Work to complete:
Copy every line of the records below that holds the word "tread".

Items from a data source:

..............................

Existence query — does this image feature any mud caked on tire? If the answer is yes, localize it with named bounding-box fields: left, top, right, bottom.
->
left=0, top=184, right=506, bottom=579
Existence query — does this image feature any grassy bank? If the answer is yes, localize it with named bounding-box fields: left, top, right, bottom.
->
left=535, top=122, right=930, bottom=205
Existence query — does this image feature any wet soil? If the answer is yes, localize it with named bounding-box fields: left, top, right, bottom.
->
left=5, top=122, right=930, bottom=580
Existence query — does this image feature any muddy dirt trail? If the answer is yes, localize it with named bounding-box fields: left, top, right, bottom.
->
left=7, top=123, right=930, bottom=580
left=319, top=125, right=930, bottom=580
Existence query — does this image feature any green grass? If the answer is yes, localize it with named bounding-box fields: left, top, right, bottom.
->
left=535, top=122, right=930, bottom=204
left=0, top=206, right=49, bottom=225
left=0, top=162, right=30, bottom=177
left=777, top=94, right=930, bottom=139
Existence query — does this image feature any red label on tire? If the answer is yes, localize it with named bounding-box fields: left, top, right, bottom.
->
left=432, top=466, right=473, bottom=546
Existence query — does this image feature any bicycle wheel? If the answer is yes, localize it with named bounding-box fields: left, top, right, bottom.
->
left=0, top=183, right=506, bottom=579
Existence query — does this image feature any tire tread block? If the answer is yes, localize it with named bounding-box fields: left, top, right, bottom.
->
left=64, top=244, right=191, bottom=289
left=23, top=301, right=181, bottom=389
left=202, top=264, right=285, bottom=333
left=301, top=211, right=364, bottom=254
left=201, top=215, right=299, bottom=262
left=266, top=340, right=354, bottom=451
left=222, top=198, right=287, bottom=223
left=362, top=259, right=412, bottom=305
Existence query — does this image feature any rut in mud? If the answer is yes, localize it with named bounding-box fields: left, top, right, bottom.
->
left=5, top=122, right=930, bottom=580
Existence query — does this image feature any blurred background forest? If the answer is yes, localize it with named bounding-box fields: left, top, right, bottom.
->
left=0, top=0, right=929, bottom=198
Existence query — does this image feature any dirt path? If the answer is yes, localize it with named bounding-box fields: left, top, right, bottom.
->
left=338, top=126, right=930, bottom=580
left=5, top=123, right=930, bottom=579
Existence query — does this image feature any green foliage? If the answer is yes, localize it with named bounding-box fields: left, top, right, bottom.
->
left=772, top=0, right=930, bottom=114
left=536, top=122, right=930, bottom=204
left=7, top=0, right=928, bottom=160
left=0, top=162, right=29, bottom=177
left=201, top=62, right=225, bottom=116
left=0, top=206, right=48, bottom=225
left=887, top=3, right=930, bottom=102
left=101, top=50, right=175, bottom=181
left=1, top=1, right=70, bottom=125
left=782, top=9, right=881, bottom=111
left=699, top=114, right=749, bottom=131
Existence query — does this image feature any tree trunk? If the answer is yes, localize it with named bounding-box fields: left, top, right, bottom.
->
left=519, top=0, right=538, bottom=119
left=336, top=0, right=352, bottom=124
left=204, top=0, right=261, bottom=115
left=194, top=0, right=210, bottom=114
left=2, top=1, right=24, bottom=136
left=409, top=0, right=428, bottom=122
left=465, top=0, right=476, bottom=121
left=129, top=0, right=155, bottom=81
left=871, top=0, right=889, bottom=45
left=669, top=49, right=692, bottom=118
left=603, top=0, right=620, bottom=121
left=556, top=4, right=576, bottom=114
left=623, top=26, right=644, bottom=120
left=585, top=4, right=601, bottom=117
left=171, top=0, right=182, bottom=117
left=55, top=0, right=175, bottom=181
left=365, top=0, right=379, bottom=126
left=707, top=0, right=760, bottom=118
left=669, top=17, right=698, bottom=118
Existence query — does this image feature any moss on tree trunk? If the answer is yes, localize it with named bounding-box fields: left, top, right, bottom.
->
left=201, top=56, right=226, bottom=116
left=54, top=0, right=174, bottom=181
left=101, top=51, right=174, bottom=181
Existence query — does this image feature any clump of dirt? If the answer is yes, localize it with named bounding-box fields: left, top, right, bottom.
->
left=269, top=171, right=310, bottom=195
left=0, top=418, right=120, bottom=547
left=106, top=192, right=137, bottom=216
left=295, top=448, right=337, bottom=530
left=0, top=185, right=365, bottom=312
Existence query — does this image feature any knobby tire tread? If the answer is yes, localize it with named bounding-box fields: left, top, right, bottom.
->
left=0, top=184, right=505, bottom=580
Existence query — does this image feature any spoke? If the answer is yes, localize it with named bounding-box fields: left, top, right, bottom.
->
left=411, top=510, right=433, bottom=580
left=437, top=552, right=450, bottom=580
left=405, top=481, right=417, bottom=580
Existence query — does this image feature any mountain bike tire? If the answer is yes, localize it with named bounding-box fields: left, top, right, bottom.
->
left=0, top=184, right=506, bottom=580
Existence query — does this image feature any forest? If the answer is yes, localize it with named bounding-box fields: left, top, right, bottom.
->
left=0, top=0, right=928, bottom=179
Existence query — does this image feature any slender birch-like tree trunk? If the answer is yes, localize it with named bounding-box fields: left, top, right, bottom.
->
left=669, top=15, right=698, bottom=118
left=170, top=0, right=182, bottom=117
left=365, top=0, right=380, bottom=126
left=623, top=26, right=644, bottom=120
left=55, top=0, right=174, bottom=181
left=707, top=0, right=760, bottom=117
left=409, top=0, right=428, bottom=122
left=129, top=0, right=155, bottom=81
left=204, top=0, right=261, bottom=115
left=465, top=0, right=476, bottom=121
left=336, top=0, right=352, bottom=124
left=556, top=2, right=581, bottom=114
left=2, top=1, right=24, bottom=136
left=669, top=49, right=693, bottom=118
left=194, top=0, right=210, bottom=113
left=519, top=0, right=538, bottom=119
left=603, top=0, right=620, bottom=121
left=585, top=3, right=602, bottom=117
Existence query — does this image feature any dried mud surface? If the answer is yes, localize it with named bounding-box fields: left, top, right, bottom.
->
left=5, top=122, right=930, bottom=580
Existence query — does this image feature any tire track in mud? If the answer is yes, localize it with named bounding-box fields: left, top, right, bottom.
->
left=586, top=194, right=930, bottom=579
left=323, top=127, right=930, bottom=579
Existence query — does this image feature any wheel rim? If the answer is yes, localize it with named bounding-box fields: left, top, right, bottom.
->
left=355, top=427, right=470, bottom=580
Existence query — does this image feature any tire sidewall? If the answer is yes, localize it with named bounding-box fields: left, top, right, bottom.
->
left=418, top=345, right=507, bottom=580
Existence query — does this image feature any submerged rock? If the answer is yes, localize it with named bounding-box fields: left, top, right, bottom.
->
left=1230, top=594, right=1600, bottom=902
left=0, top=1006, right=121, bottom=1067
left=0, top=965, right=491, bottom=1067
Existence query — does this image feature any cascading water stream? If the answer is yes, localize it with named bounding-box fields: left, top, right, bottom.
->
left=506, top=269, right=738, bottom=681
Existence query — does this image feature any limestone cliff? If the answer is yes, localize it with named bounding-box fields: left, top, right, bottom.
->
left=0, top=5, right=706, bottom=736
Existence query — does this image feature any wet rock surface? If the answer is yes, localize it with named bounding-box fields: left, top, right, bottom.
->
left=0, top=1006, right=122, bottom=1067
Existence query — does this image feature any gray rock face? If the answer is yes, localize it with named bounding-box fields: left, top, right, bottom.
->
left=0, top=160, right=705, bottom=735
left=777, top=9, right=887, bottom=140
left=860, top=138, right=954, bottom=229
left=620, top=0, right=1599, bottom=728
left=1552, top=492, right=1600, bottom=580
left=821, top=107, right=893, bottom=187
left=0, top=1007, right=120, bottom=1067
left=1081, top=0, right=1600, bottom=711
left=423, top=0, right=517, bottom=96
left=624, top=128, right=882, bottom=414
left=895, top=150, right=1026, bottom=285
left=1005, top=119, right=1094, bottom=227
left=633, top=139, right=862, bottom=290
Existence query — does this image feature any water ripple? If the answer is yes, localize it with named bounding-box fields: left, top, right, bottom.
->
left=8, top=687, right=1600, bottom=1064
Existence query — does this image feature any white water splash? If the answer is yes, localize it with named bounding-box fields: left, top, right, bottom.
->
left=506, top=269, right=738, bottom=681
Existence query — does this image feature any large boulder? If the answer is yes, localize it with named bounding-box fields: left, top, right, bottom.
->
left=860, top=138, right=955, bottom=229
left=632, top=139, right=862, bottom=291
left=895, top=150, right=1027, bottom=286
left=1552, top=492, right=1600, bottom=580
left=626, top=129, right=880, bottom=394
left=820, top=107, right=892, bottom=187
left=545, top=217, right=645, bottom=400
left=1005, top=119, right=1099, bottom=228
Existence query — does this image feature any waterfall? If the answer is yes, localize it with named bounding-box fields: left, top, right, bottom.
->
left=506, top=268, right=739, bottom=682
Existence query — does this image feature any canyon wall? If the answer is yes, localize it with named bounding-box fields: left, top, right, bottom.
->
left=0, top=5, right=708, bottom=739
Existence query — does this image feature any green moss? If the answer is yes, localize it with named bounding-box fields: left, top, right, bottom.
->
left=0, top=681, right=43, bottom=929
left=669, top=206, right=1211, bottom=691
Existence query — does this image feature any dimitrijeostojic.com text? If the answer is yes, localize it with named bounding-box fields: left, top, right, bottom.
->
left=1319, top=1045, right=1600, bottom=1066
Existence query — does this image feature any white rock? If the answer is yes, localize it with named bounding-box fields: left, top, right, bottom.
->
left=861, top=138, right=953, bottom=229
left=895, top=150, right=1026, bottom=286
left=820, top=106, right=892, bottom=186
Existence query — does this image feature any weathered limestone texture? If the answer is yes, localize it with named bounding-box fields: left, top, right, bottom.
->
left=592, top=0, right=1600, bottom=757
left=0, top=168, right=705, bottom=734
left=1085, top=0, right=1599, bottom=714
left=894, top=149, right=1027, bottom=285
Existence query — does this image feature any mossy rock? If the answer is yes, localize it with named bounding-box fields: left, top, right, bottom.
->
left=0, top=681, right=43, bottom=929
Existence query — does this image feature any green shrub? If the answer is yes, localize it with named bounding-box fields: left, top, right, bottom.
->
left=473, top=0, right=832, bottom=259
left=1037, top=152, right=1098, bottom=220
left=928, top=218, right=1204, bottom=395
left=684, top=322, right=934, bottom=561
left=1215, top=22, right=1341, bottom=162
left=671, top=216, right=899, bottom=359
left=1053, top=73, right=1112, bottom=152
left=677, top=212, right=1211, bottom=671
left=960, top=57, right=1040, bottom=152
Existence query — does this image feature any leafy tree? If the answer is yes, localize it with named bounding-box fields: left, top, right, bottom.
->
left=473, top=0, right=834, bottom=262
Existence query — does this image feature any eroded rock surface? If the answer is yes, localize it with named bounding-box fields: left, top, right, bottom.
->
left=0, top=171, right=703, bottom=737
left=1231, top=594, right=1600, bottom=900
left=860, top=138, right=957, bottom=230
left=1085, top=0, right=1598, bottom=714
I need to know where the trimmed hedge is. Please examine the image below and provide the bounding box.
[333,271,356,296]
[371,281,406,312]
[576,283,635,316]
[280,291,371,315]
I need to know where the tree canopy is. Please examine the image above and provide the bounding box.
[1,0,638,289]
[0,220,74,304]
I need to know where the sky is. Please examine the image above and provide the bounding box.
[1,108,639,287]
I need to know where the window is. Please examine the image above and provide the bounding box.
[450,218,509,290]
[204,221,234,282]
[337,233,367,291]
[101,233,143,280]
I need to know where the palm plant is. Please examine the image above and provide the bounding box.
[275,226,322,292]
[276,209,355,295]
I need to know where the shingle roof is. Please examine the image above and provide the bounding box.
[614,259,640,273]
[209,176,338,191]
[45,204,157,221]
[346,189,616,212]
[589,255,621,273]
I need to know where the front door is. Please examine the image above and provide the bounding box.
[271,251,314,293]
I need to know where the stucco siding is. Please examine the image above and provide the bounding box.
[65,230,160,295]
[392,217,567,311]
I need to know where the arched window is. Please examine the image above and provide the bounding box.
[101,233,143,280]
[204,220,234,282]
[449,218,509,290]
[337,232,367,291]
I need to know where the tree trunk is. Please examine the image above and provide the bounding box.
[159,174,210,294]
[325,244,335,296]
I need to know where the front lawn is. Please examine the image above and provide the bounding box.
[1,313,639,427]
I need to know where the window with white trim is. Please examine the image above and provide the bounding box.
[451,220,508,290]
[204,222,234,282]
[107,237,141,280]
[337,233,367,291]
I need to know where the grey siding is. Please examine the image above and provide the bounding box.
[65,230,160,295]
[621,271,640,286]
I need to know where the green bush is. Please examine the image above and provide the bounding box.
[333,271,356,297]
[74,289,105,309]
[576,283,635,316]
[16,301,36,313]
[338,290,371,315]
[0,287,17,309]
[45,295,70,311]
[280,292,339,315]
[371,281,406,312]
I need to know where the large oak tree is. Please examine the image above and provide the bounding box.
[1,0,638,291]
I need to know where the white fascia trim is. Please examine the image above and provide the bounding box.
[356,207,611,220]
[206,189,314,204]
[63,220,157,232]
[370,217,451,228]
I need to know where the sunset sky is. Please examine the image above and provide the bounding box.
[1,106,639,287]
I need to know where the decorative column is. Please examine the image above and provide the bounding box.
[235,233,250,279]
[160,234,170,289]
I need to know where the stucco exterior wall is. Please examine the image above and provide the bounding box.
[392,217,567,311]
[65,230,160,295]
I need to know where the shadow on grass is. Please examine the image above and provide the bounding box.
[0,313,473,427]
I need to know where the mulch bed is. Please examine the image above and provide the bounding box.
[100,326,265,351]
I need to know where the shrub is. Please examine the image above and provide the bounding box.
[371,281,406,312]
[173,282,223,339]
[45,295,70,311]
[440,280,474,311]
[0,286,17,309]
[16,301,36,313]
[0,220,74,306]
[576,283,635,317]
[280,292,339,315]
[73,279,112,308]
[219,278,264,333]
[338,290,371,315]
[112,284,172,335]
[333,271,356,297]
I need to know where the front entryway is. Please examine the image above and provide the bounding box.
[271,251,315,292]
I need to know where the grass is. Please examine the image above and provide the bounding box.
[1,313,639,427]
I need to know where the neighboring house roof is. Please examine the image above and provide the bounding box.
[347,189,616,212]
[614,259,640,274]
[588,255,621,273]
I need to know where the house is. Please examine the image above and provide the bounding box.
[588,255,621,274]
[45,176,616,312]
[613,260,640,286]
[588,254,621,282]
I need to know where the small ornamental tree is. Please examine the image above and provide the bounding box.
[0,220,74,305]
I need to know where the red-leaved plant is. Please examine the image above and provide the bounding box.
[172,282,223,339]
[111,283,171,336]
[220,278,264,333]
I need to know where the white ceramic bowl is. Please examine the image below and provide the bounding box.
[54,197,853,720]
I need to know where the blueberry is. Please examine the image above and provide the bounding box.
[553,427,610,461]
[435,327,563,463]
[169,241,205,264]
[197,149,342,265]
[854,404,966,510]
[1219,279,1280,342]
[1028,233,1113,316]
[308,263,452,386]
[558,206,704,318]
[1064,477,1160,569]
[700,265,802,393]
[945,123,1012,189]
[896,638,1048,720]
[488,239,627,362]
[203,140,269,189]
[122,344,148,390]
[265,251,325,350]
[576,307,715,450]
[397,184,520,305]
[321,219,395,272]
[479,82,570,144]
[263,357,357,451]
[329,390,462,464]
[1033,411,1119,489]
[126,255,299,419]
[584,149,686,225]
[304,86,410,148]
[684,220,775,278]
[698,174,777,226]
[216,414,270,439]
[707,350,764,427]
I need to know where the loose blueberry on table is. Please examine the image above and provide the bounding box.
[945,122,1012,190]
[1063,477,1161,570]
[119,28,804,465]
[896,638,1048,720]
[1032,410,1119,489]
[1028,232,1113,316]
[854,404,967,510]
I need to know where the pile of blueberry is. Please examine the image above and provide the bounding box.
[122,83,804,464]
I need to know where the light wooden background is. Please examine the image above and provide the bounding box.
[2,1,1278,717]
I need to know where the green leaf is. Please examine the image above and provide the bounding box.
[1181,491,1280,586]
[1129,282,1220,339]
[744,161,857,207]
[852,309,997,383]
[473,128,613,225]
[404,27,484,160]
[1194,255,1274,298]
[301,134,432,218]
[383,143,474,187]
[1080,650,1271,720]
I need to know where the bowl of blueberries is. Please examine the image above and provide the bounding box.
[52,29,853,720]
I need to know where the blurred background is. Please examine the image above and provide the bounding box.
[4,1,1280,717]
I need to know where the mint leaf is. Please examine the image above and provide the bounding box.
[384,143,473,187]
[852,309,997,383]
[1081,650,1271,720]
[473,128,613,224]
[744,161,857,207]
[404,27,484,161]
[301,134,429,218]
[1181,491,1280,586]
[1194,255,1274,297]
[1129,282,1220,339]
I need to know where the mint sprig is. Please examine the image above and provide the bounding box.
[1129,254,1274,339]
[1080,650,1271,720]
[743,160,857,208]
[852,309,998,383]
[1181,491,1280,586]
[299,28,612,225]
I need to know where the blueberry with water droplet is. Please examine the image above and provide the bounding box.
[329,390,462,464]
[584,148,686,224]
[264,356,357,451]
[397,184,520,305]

..............................

Response to this task:
Existence query — does this image feature any tire tread block? If the answer is yes, localize it with named bounding-box fields: left, top, right, bottom.
Existence query — does this image feature any knobby tire tread? If the answer is yes, localize it with named bounding-box fields: left, top, right, bottom.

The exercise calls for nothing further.